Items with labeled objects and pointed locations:
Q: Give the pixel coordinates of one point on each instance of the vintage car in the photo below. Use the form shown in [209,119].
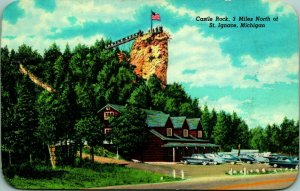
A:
[247,159]
[197,159]
[216,158]
[260,159]
[229,158]
[283,161]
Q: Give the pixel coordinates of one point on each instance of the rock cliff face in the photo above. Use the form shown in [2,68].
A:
[149,53]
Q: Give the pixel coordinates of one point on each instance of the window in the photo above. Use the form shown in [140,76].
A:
[107,131]
[169,131]
[108,114]
[185,132]
[200,134]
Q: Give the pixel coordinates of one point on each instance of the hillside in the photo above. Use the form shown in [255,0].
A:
[149,54]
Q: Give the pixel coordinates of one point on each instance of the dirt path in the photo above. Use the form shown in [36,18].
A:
[270,181]
[105,160]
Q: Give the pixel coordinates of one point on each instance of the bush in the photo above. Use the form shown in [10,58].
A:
[9,171]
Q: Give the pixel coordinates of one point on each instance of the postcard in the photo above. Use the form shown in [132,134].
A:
[130,94]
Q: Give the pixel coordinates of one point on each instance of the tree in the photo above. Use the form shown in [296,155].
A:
[205,119]
[221,131]
[212,123]
[272,138]
[25,118]
[129,131]
[91,130]
[289,136]
[257,139]
[140,97]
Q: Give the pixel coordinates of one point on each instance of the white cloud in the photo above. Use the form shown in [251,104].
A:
[271,69]
[226,103]
[262,117]
[40,44]
[181,11]
[279,7]
[191,50]
[254,115]
[34,28]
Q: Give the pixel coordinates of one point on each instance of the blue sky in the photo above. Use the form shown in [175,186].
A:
[253,72]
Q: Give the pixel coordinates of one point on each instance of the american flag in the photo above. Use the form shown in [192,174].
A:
[155,16]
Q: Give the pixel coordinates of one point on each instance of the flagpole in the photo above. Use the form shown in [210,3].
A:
[151,21]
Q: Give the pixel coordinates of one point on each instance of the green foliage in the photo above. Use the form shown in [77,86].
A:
[129,131]
[88,176]
[257,139]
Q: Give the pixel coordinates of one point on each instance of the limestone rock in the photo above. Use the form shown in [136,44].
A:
[149,54]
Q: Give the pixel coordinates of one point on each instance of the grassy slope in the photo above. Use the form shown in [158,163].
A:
[97,176]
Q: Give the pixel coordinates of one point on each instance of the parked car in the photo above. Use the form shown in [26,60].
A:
[247,159]
[216,158]
[229,158]
[283,161]
[260,159]
[196,159]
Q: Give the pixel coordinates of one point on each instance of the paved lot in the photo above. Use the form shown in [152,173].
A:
[271,181]
[196,171]
[198,177]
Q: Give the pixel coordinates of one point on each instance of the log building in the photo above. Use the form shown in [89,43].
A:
[170,138]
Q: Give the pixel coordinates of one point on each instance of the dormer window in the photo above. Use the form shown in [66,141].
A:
[169,132]
[107,131]
[108,114]
[200,134]
[185,133]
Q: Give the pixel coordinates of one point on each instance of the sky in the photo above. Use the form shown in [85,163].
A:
[253,72]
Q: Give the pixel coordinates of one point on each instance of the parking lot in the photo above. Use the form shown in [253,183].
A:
[196,171]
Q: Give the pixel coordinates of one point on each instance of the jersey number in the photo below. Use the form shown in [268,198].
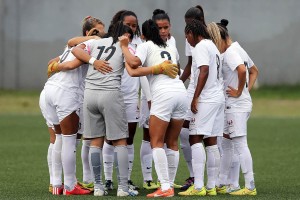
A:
[218,65]
[65,55]
[163,54]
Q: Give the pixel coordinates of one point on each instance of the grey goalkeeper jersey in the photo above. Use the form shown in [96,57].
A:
[103,49]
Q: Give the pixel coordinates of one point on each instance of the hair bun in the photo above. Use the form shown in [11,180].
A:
[224,22]
[158,11]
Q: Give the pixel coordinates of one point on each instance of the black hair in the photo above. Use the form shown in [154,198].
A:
[223,23]
[90,22]
[120,16]
[159,14]
[197,28]
[195,13]
[151,32]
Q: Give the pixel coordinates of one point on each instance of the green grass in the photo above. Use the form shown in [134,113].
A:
[273,139]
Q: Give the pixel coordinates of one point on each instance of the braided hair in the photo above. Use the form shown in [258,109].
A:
[195,13]
[151,32]
[197,29]
[90,22]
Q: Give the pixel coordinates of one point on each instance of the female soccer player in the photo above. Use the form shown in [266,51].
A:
[208,100]
[198,14]
[238,82]
[168,107]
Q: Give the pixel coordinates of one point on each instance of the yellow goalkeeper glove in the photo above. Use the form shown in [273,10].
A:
[52,68]
[166,68]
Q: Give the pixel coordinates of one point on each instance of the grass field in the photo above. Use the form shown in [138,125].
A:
[273,139]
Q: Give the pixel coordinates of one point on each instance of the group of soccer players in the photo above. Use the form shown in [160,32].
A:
[92,95]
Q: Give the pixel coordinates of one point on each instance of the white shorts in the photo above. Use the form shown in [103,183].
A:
[60,103]
[209,121]
[144,114]
[189,112]
[42,103]
[235,124]
[132,112]
[171,105]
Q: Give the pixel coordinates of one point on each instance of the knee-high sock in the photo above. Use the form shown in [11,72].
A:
[68,158]
[241,146]
[122,166]
[173,160]
[226,160]
[161,167]
[186,149]
[86,169]
[146,160]
[49,160]
[212,165]
[95,160]
[108,160]
[130,159]
[234,173]
[56,161]
[198,159]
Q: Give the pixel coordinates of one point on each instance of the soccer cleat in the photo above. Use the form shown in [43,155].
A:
[244,191]
[50,188]
[176,186]
[57,190]
[76,191]
[109,185]
[86,186]
[130,192]
[161,193]
[222,189]
[188,183]
[150,185]
[211,192]
[99,192]
[193,192]
[132,186]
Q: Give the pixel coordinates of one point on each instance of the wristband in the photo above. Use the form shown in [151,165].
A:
[92,60]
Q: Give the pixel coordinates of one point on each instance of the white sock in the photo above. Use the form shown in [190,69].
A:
[234,174]
[198,159]
[49,160]
[212,165]
[161,167]
[146,160]
[226,160]
[130,159]
[241,146]
[186,149]
[173,160]
[108,160]
[56,161]
[86,170]
[68,157]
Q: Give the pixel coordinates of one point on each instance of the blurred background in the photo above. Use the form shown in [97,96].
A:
[34,31]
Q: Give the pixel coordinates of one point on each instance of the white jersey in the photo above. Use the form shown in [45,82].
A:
[130,85]
[150,55]
[206,53]
[188,52]
[67,80]
[234,56]
[103,49]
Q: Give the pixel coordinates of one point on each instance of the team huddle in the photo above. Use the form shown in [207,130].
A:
[105,84]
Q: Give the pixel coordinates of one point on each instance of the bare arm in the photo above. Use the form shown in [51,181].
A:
[78,40]
[202,78]
[232,92]
[253,73]
[187,70]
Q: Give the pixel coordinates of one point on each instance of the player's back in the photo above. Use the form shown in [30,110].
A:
[104,49]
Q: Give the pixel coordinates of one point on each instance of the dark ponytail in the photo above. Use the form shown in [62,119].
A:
[151,32]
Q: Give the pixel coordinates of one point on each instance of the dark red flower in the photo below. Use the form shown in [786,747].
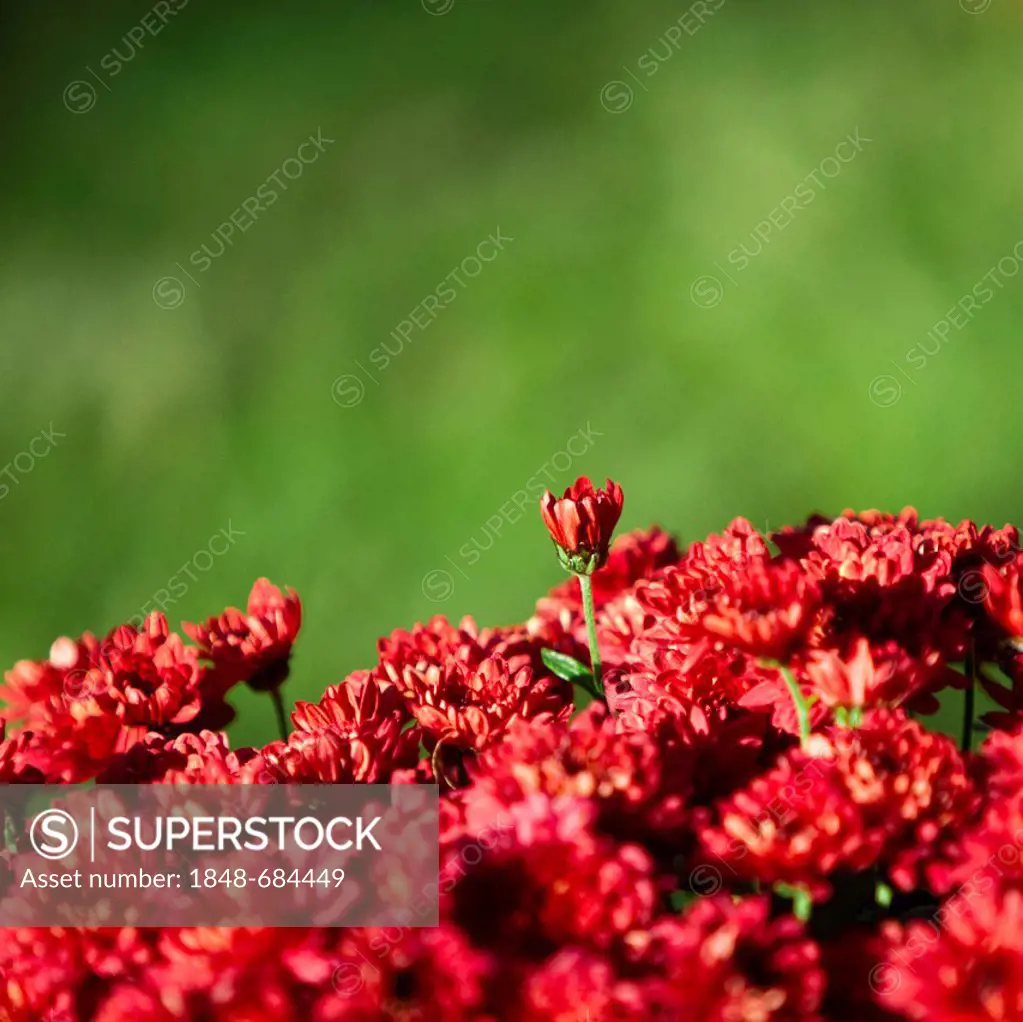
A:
[724,962]
[469,707]
[861,677]
[254,646]
[964,964]
[766,611]
[582,522]
[356,734]
[16,763]
[1004,595]
[189,759]
[889,792]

TASK TO COMPLETE:
Rewrite every line of the items above as a numbered list, skipping blank lines and leaving out the picture lines.

RESULT:
1. Q: Give the pixel coordinates of one point on each instance of the vintage car in the photo below. Use the form shown in [209,119].
2. A:
3. [247,159]
4. [197,159]
5. [216,158]
6. [260,159]
7. [229,158]
8. [283,161]
9. Q: Give the pixel coordinates of one point on each instance of the rock cliff face in the photo above. Use the form shown in [2,68].
10. A:
11. [149,53]
12. Q: Give the pixel coordinates of one point on each instance of the window in the photo above. Use the form shown in [140,76].
13. A:
14. [107,131]
15. [169,131]
16. [108,114]
17. [185,132]
18. [200,134]
19. Q: Give the pixel coordinates of one point on each instance of the hillside in the photo above. Use the form shown in [255,0].
20. A:
21. [149,54]
22. Q: Give the pixel coordinates of one point on each instance of the dirt path in the photo above. Use the form shown in [36,18].
23. A:
24. [270,181]
25. [105,160]
26. Q: Give the pixel coordinates of one point on each instance of the bush in the photo above. Use the form shown in [10,58].
27. A:
28. [9,171]
29. Q: Give the pixel coordinates of one point on each instance of the postcard in the photo above. Use the form shown in [132,134].
30. A:
31. [130,94]
32. Q: Give the pixel coordinates of one point on each instance of the tree in the photo above. Use the form shown in [296,155].
33. A:
34. [205,119]
35. [221,131]
36. [212,123]
37. [272,138]
38. [25,118]
39. [129,131]
40. [91,130]
41. [289,136]
42. [257,139]
43. [140,97]
44. Q: Give the pixel coordinates of one point on each instance of the white cloud in the photo above. Use the form shown in [251,104].
45. A:
46. [271,69]
47. [226,103]
48. [262,117]
49. [40,44]
50. [181,11]
51. [279,7]
52. [191,50]
53. [254,115]
54. [34,28]
55. Q: Give the pixel coordinates of one point on each instance of the blue sky in the photo above. Use the form shown in [175,186].
56. A:
57. [253,72]
58. Q: Give the pixel coordinates of one point on each instance of the american flag in the photo above. Use the form shown in [192,174].
59. A:
60. [155,16]
61. Q: Give the pixel coordinates of one point on each instance of the flagpole in the photo above. Use the form shown in [210,3].
62. A:
63. [151,21]
64. Q: Give the pixel coordinates of one point on each instance of the green foliage in the photo above. Use the form shown in [77,86].
65. A:
66. [129,131]
67. [88,176]
68. [257,139]
69. Q: Give the pixel coordinates of one point on each instance of the limestone rock in the photo above. Use the form shown in [136,44].
70. A:
71. [149,54]
72. Q: Give the pixel coordinates of one point on each instance of the grassy slope in the photo above. Use the form shown in [158,163].
73. A:
74. [97,176]
75. Q: Give the pixel coordinates of one point on each instance of the parked car in the photo above. Use the form shown in [26,60].
76. A:
77. [247,159]
78. [216,158]
79. [229,158]
80. [283,161]
81. [260,159]
82. [196,159]
83. Q: Give the pixel coordinates of one point on each instance of the paved lot in the photo above. Use the form shown in [152,173].
84. A:
85. [271,181]
86. [196,171]
87. [198,177]
88. Q: Give the pixel coordinates of one point on each instance of the log building in the photo above. Use the form shown in [89,43].
89. A:
90. [170,138]
91. Q: Give the pixel coordinates of one point on each instance of the dormer window in the photo above. Use the form shown in [66,141].
92. A:
93. [169,132]
94. [107,131]
95. [108,114]
96. [200,134]
97. [185,133]
98. Q: Give the pixel coordinates of one point on each instance of the sky in the photo above. Use the form shown in [85,163].
99. A:
100. [253,72]
101. Q: Give the pixel coordinates of one point on each instance of the parking lot in the photo above. Use the form shown in [253,183].
102. A:
103. [196,171]
104. Q: Give the pixel coordinates of one point on each instance of the jersey number in the photo below. Use the form shown in [268,198].
105. A:
106. [218,65]
107. [65,55]
108. [163,54]
109. Q: Give the pixel coordinates of one point on each instance of the grey goalkeeper jersey in the photo above. Use the form shown in [96,57].
110. A:
111. [103,49]
112. Q: Give the pixel coordinates of one point on each instance of the hair bun in the photo above. Use the form shown in [11,180].
113. A:
114. [224,22]
115. [158,11]
116. Q: Give the pixel coordinates of one point on each instance of the black hair in the photo above. Use the form shown in [154,198].
117. A:
118. [223,23]
119. [90,22]
120. [120,16]
121. [159,14]
122. [197,28]
123. [195,13]
124. [151,32]
125. Q: Give the pixel coordinates of one point on each instance of the green grass in the photo above. Use the form shown in [134,113].
126. A:
127. [273,139]
128. Q: Give the pixel coordinates of one point on each instance of the braided hair in the photo above. Use the form shown in [258,109].
129. A:
130. [195,13]
131. [151,32]
132. [197,29]
133. [90,22]
134. Q: Give the pixel coordinates of one point on each instance of the female soccer player in the photo above. Use the form shown in [266,51].
135. A:
136. [208,100]
137. [198,14]
138. [238,82]
139. [168,107]
140. Q: Give the pixel coordinates of one point on each instance of the yellow goalkeeper glove in the photo above. Use the form shown in [273,10].
141. A:
142. [52,68]
143. [166,68]
144. Q: Give the pixel coordinates of one point on each instance of the grass field in the photo above. Use the form shown in [138,125].
145. A:
146. [273,139]
147. Q: Give the pixel coordinates of one point on each instance of the group of soccer players in the photo above. Use the form shown in [160,32].
148. A:
149. [92,95]
150. Q: Give the pixel coordinates of one point on each instance of the white shorts in the photo above. Use the form shown in [103,183].
151. A:
152. [60,103]
153. [209,121]
154. [144,114]
155. [189,112]
156. [42,103]
157. [235,124]
158. [132,112]
159. [171,105]
160. Q: Give the pixel coordinates of one point on each instance of the knee-high sock in the photo above. Use the form shown in [11,72].
161. A:
162. [68,158]
163. [241,146]
164. [122,166]
165. [173,160]
166. [226,160]
167. [161,167]
168. [186,149]
169. [86,169]
170. [146,160]
171. [49,160]
172. [212,165]
173. [95,160]
174. [108,160]
175. [130,159]
176. [234,173]
177. [56,161]
178. [198,159]
179. Q: Give the pixel coordinates of one point on each instance of the soccer cleat in the photo above. Use the form shown in [43,155].
180. A:
181. [244,191]
182. [50,188]
183. [176,186]
184. [57,190]
185. [76,191]
186. [109,185]
187. [86,186]
188. [130,192]
189. [161,193]
190. [222,189]
191. [188,183]
192. [150,185]
193. [211,192]
194. [99,192]
195. [193,192]
196. [132,186]
197. Q: Give the pixel coordinates of one point on each instance of the wristband in the photo above. Use the form shown in [151,165].
198. A:
199. [92,60]
200. Q: Give the pixel coordinates of one point on each instance of the white sock in the photo above. Use the form shown in [190,69].
201. A:
202. [234,174]
203. [198,159]
204. [49,160]
205. [212,165]
206. [161,167]
207. [146,160]
208. [226,160]
209. [130,159]
210. [241,146]
211. [186,149]
212. [173,160]
213. [108,160]
214. [56,161]
215. [86,170]
216. [68,157]
217. Q: Give the pixel coordinates of one point on each instance of the blurred background in the photo above. Use the form shown in [97,96].
218. A:
219. [34,31]
220. Q: Give the pixel coordinates of one point on each instance of the white jersey in the photo above. Use the form shown in [45,82].
221. A:
222. [130,85]
223. [150,55]
224. [206,53]
225. [188,52]
226. [67,80]
227. [234,56]
228. [103,49]
229. Q: Give the pixel coordinates of one point on each instance of the team huddle in the photo above. Use the form shown in [207,130].
230. A:
231. [105,84]
232. Q: Give the pixel coordinates of one point on each instance of the bare arm in the photo above. Use the form shown in [51,181].
233. A:
234. [78,40]
235. [202,78]
236. [232,92]
237. [253,73]
238. [187,70]
239. Q: Give the pixel coordinates of one point on each instance of the player's back in the photo above. Use the form shown in [30,110].
240. A:
241. [104,49]
242. Q: Give the pixel coordinates of one point on each instance of the dark ponytail in the photo above. Use the form shown in [62,119].
243. A:
244. [151,32]
245. Q: Give the pixel coordinates of one point on each instance of the dark red flower in the photo below. Use the form shown in [786,747].
246. A:
247. [724,962]
248. [469,707]
249. [861,677]
250. [254,646]
251. [964,964]
252. [766,611]
253. [582,522]
254. [356,734]
255. [16,763]
256. [1004,595]
257. [189,759]
258. [889,792]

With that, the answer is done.